● Material to process
- - -

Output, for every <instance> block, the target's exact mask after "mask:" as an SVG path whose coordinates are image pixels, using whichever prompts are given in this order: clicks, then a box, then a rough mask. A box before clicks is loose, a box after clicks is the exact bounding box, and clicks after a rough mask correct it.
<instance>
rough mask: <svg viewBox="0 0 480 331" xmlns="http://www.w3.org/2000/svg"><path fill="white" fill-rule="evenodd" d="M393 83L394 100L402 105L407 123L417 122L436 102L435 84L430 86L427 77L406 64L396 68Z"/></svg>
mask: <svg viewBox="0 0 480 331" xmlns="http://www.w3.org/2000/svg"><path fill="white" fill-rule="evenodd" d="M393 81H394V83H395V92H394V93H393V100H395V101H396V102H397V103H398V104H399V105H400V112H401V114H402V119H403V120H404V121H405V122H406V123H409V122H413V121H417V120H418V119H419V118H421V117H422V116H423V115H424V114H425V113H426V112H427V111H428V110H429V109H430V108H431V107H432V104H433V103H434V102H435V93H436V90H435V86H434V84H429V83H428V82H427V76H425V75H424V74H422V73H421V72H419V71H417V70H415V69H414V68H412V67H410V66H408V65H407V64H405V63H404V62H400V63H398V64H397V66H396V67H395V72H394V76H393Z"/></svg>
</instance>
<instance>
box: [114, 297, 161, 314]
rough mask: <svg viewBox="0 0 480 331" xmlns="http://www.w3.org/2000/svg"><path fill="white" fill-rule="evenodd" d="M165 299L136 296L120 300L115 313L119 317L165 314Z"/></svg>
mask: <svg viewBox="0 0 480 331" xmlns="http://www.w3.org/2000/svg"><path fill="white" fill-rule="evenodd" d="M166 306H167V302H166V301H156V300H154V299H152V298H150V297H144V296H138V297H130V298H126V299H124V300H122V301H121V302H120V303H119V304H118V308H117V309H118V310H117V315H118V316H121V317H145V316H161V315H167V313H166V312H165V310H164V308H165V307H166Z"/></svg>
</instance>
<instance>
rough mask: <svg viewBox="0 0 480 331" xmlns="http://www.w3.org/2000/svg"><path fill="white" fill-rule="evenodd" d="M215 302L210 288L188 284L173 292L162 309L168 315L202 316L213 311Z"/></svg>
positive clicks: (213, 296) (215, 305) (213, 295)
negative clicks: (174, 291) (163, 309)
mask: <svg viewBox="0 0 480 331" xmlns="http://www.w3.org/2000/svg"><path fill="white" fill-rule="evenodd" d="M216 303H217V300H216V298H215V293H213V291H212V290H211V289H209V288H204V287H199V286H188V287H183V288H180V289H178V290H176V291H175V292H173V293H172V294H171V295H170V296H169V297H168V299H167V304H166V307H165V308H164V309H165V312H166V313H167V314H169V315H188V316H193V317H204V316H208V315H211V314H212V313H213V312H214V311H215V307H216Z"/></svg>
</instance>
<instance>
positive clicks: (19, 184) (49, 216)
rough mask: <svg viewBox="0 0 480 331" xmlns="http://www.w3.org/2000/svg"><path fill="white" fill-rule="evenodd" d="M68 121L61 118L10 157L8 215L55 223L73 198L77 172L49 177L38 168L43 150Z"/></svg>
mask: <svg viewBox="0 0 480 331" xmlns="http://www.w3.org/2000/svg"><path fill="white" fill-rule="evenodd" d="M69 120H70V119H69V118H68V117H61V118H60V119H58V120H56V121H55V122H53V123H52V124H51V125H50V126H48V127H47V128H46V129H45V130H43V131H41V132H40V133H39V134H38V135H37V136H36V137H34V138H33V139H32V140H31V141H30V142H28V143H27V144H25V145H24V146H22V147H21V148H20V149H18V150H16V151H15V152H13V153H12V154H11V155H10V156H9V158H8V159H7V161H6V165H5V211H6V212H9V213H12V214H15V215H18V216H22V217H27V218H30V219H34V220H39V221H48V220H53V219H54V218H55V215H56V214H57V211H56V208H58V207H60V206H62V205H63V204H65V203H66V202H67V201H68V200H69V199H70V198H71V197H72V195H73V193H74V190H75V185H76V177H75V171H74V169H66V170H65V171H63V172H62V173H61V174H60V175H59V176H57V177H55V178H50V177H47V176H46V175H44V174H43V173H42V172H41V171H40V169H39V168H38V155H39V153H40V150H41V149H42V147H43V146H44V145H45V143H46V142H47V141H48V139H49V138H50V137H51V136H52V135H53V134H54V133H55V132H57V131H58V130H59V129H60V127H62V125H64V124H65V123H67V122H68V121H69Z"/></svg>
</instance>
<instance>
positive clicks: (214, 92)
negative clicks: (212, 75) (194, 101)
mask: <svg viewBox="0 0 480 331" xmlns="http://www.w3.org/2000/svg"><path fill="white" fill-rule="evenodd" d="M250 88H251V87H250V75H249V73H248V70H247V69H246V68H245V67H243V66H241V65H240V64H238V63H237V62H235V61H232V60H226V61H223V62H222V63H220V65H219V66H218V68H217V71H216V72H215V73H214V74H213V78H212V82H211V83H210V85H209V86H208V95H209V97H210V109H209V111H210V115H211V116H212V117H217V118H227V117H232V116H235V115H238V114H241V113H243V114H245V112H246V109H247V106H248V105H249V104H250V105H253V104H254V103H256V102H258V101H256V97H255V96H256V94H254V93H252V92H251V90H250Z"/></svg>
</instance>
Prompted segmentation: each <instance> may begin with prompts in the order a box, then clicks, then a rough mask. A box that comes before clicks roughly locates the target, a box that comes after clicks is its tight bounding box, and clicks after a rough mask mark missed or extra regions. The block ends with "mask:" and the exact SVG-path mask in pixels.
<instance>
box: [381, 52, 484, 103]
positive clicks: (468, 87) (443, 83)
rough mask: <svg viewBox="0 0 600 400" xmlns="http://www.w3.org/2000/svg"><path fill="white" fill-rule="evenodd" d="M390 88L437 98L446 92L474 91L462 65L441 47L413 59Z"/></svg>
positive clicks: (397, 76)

- - -

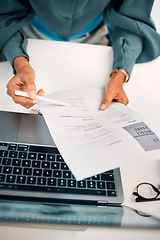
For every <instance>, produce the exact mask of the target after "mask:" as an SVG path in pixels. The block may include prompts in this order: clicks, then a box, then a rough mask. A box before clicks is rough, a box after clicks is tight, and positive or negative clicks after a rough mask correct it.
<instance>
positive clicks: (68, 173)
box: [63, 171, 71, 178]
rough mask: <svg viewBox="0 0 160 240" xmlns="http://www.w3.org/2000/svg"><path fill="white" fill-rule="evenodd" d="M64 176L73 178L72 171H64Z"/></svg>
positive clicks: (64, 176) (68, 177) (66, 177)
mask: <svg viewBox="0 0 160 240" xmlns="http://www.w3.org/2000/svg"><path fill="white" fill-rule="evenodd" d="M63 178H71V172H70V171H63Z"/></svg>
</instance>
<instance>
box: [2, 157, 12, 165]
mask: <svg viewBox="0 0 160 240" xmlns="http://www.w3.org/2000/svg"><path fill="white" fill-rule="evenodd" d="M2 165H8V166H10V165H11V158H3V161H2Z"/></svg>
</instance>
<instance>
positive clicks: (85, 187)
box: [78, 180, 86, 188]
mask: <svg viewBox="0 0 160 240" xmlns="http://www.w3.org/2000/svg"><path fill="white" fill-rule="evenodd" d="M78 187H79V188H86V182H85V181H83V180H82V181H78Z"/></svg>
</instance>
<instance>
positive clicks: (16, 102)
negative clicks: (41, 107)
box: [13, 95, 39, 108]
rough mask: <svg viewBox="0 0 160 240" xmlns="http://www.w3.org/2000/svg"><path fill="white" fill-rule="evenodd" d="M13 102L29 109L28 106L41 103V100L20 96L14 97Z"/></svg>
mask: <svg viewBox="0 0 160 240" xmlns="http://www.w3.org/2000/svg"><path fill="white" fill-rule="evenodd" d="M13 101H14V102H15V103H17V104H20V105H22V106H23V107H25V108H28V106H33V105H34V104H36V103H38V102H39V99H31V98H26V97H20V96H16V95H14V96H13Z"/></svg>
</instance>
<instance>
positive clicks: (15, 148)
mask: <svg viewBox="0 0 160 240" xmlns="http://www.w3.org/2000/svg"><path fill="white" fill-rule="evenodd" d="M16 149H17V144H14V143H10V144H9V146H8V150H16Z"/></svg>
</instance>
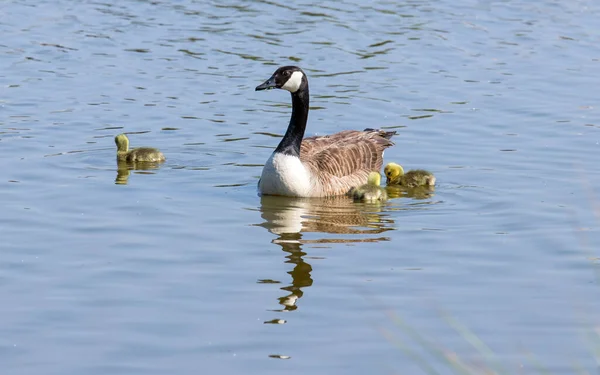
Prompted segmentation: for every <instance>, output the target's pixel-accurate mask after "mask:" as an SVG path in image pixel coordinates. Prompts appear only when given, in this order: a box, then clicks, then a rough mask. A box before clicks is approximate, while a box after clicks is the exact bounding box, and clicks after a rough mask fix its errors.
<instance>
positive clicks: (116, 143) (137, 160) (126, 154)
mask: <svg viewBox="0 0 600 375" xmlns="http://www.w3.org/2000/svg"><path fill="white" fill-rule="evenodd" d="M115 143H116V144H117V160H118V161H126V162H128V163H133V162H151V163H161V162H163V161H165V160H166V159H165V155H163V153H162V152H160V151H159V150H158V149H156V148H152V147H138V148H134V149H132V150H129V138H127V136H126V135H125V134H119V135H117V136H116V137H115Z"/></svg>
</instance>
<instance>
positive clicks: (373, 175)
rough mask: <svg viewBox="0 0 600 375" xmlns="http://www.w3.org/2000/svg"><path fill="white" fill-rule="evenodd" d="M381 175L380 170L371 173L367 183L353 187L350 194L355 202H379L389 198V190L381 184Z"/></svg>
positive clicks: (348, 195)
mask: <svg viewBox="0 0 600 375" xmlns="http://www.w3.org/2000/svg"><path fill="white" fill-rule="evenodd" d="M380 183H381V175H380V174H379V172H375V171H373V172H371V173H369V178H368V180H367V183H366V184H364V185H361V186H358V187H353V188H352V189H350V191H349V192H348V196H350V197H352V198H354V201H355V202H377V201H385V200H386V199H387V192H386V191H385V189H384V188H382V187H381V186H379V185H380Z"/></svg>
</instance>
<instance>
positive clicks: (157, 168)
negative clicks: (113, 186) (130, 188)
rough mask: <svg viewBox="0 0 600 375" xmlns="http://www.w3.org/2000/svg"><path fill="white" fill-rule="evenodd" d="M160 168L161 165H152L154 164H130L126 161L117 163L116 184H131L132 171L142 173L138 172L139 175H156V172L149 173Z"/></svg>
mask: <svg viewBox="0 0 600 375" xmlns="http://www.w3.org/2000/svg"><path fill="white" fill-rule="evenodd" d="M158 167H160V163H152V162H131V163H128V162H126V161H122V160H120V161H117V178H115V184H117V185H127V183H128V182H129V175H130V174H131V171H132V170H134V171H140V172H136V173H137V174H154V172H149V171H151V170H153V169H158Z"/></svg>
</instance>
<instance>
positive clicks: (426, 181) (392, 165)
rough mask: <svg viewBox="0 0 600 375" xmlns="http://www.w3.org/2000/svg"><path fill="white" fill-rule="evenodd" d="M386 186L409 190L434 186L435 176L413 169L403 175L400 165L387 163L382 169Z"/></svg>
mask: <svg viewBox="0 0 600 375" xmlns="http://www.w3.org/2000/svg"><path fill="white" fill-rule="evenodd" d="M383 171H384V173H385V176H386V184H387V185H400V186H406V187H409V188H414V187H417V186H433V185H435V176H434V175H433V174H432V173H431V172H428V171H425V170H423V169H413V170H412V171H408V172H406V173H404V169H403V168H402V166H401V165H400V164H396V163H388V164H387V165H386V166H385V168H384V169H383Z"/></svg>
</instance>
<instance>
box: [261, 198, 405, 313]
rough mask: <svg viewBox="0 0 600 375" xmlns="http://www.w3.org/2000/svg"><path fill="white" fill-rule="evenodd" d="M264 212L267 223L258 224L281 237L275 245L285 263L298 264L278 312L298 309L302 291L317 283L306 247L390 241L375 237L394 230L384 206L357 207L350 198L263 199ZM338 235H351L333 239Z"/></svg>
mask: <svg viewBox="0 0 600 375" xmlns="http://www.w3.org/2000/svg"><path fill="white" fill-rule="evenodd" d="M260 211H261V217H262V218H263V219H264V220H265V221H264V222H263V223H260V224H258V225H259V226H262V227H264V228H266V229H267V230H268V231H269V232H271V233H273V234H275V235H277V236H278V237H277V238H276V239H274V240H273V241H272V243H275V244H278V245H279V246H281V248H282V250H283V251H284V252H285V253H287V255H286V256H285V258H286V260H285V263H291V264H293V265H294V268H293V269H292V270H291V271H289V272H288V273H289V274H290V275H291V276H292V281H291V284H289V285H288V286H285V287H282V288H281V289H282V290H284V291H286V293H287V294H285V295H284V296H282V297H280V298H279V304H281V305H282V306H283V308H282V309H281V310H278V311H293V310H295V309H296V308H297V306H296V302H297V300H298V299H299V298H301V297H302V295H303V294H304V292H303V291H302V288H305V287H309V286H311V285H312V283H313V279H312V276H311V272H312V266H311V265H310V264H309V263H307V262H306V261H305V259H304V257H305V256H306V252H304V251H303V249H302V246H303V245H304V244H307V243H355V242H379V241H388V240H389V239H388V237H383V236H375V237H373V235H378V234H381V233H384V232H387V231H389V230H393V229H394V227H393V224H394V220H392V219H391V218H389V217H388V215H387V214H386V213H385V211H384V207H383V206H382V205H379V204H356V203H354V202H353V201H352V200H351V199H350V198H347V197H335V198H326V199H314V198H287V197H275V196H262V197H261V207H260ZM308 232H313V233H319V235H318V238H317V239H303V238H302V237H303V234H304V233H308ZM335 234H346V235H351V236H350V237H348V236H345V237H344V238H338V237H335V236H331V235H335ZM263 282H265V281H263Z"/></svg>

- - -

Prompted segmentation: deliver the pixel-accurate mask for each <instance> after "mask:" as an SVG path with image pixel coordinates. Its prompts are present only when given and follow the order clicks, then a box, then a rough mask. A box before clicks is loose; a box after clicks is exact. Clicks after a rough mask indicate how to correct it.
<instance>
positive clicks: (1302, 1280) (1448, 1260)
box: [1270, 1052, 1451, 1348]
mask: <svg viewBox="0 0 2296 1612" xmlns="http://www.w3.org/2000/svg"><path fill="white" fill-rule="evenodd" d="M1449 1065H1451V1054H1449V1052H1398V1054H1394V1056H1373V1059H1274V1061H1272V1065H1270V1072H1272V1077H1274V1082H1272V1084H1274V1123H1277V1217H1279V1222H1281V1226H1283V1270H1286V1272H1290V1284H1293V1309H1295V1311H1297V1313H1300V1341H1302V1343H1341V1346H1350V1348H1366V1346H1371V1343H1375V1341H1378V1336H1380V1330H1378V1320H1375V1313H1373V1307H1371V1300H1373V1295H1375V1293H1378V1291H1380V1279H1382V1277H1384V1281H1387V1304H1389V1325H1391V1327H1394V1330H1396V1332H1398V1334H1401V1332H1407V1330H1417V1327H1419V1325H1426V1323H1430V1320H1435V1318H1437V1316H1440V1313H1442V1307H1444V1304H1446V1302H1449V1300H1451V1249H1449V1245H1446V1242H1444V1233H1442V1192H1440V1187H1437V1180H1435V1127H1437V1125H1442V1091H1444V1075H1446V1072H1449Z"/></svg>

- - -

● What the exercise asks
As the answer, set down only the lines from the data above between the one holding "Output, for every" and the one holding "positive clicks: (213, 296)", inclusive, exactly as they read.

● Task answer
Output, for every <instance> block, the target's exact mask after "mask:" as an SVG path whose coordinates are image pixels, using whichever prompts are given in this order: clicks, then a box, then a rough mask. A box before clicks is loose, a box after clicks is the exact bounding box, and clicks after a rough mask correct it.
<instance>
rough mask: <svg viewBox="0 0 480 331" xmlns="http://www.w3.org/2000/svg"><path fill="white" fill-rule="evenodd" d="M393 83L394 100L402 105L407 123L417 122L436 102L435 84L430 86L427 77L406 64L396 68Z"/></svg>
mask: <svg viewBox="0 0 480 331" xmlns="http://www.w3.org/2000/svg"><path fill="white" fill-rule="evenodd" d="M393 81H394V83H395V92H394V93H393V100H395V101H396V102H397V103H398V104H399V105H400V112H401V114H402V119H403V120H404V121H405V122H406V123H409V122H413V121H417V120H418V119H419V118H421V117H422V116H423V115H424V114H425V113H426V112H427V111H428V110H429V109H430V108H431V107H432V104H433V103H434V102H435V93H436V90H435V86H434V84H429V83H428V82H427V76H425V75H424V74H422V73H421V72H419V71H417V70H415V69H414V68H412V67H410V66H408V65H407V64H405V63H404V62H400V63H398V64H397V66H396V67H395V72H394V76H393Z"/></svg>
</instance>
<instance>
box: [114, 297, 161, 314]
rough mask: <svg viewBox="0 0 480 331" xmlns="http://www.w3.org/2000/svg"><path fill="white" fill-rule="evenodd" d="M165 299L136 296L120 300L115 313L119 317L165 314Z"/></svg>
mask: <svg viewBox="0 0 480 331" xmlns="http://www.w3.org/2000/svg"><path fill="white" fill-rule="evenodd" d="M166 306H167V302H166V301H156V300H154V299H152V298H150V297H144V296H138V297H130V298H126V299H124V300H122V301H121V302H120V303H119V304H118V308H117V309H118V310H117V315H118V316H121V317H145V316H161V315H167V313H166V312H165V310H164V308H165V307H166Z"/></svg>
</instance>
<instance>
rough mask: <svg viewBox="0 0 480 331" xmlns="http://www.w3.org/2000/svg"><path fill="white" fill-rule="evenodd" d="M215 302L210 288L188 284L173 292L162 309L168 315L202 316L213 311Z"/></svg>
positive clicks: (213, 296) (215, 305) (213, 295)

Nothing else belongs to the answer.